#### PROBLEM STATEMENT
Copy each record below without changing a single word.

--- AVAILABLE RECORDS Enclosed Below ---

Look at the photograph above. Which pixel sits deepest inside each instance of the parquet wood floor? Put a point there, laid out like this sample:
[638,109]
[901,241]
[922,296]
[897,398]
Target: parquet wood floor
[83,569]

--- End of Enclosed AVAILABLE RECORDS ---

#### TASK RESULT
Look at the photograph above. Which pixel sits deepest inside each instance of the parquet wood floor? Put a point there, laid out like this sample:
[638,109]
[901,241]
[922,296]
[897,398]
Target: parquet wood floor
[83,569]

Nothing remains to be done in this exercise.